* **Task data**:
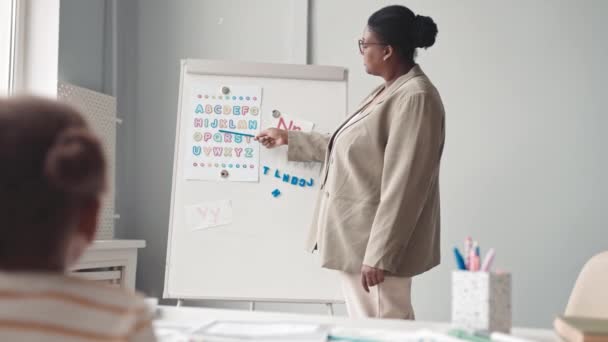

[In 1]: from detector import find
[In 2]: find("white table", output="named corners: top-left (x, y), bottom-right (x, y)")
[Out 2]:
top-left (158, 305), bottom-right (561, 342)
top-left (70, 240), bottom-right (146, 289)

...

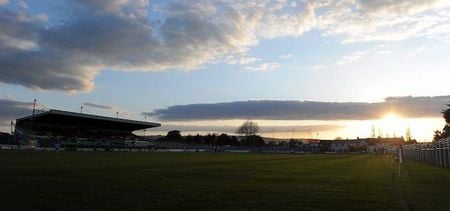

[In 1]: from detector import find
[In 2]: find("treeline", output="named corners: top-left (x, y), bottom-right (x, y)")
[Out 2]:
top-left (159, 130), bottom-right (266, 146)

* **Exercise goal**: Show every line of the listing above that contains the string "find", matching case exactly.

* **Response to the task**:
[In 1]: from detector import find
[In 2]: find("white table", output="named corners: top-left (x, y), bottom-right (x, y)")
[In 1]: from detector import find
[In 2]: find("treeline", output="named corners: top-left (x, y), bottom-right (x, y)")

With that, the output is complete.